**Set problem**
Please answer these questions using the text on the thermoelectric module setup below:
1. How many TE couples does the module have?
2. How thick are the ceramic plates?
3. To what was the bottom side of the TE module soldered?

**Supplied text**
------

The main component of the experimental setup is a TE module from Custom Thermoelectric (ref. 07111-5L31-03CJ-T1), which has a number of TE couples N= 70, where each TE leg has a length L= 1.6 mm and a cross-sectional area A= 1.05 mm × 1.05 mm. The legs are connected by metallic strips of thickness L_M= 0.3 mm, and held together by ceramic plates of L_C= 0.7 mm thickness and 23 mm × 23 mm area. The ratio between the total area of the TE legs and the metallic strips is η_M = 0.56, and the filling factor (ratio between the total area of the TE legs and the area of the ceramic layer) is η = 0.26. To maintain the temperature constant during the impedance measurements, the bottom side of the TE module, which was tinned by the supplier with an In alloy, was soldered to a large copper block (10 cm × 10 cm × 5 cm). The soldering was performed by heating slowly the Cu block using a hot plate until the temperature at which the In alloy melts. It is important not to surpass too much this temperature to avoid melting the solder at the legs/metallic strips inside the TE module. Once the In alloy is melted pressure is applied with tweezers, the heating is switched off, and the TE module is let to cool down (while keeping the pressure until the alloy solidifies).

------

**Data lines**
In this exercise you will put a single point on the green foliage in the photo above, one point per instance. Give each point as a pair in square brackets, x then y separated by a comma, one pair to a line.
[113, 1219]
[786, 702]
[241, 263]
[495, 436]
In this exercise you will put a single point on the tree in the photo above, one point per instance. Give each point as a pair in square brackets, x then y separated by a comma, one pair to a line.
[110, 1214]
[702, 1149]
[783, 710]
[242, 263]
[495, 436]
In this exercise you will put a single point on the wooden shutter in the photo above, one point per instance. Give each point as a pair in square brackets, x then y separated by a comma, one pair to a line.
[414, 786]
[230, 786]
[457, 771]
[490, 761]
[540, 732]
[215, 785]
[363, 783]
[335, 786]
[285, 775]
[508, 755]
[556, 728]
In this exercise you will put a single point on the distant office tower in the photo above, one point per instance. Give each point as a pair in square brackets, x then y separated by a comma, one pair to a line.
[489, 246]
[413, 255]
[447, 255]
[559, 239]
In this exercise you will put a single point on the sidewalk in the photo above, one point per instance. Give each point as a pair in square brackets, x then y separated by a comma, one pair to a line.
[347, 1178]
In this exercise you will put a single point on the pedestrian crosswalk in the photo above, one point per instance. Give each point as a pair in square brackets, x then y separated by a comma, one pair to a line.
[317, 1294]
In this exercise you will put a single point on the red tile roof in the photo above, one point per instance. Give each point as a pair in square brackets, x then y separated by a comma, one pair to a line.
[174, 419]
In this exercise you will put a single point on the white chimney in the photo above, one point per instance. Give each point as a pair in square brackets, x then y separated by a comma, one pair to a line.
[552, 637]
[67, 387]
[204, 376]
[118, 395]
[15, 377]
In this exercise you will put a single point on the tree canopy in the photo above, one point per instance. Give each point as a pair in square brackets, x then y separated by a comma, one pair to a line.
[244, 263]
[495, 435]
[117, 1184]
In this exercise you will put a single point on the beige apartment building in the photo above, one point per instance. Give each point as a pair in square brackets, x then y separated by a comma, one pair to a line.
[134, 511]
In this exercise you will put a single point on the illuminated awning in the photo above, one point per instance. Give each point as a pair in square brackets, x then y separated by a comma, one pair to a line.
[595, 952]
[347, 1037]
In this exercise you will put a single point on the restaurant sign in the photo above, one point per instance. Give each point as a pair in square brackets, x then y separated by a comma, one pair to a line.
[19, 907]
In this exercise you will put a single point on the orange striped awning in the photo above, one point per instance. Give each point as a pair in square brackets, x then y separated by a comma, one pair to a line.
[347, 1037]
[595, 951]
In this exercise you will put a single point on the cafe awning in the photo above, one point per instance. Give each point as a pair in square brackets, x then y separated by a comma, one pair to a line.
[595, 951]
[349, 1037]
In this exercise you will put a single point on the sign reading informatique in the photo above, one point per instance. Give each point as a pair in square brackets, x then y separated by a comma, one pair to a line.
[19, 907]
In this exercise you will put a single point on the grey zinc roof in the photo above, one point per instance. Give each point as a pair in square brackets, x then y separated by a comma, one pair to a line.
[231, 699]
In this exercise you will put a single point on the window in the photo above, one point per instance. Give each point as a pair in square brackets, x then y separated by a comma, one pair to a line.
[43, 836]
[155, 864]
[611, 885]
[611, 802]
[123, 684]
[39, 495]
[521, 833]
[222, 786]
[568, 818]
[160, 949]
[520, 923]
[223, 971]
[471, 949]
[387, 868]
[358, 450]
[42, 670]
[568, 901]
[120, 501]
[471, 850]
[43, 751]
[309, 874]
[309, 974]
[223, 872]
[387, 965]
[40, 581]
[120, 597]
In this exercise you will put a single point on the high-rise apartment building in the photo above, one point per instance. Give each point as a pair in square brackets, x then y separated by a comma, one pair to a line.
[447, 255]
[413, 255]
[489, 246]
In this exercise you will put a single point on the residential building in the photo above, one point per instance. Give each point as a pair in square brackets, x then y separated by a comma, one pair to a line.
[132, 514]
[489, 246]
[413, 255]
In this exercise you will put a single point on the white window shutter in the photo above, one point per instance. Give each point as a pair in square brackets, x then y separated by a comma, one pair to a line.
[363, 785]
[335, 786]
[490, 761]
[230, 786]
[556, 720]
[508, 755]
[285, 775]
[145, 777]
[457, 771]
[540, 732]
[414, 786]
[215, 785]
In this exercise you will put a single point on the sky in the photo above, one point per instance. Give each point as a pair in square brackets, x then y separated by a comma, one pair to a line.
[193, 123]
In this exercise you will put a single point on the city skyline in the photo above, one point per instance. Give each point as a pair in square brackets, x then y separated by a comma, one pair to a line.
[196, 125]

------

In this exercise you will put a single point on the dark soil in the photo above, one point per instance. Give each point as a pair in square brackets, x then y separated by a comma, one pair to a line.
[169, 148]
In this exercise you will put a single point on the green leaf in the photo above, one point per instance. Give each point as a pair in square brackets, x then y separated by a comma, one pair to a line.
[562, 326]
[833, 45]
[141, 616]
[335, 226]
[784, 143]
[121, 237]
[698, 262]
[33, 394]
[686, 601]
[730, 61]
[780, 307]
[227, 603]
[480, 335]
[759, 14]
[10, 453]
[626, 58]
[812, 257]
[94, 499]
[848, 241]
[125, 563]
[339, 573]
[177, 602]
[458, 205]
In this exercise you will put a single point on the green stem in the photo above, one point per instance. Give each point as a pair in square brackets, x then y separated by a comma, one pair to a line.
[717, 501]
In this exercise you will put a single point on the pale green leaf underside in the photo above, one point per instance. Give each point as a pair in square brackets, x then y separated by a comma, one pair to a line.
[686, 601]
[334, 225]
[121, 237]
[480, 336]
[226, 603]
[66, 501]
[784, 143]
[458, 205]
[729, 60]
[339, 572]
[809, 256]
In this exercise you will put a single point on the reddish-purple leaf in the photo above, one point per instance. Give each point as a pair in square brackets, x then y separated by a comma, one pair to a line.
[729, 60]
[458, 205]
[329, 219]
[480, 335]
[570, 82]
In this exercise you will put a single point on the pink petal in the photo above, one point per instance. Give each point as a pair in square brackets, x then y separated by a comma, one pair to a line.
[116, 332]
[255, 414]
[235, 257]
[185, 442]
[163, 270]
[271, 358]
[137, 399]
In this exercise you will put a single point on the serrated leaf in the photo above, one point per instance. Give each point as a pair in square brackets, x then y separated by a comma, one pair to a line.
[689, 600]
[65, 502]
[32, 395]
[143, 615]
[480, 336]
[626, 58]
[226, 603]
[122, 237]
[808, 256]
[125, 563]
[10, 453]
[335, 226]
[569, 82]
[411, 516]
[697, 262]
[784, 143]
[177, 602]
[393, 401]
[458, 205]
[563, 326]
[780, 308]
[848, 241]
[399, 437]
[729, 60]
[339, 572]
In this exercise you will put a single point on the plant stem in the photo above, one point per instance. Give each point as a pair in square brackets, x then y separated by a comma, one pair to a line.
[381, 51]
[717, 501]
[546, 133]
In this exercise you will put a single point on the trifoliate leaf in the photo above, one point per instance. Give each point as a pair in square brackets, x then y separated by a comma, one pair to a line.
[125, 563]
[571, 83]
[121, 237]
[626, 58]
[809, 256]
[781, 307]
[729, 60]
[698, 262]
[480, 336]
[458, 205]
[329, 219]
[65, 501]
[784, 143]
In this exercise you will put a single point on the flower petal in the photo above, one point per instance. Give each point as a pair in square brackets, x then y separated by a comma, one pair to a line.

------

**Response for this exercise**
1. 70
2. 0.7 mm
3. A large copper block (10 cm × 10 cm × 5 cm)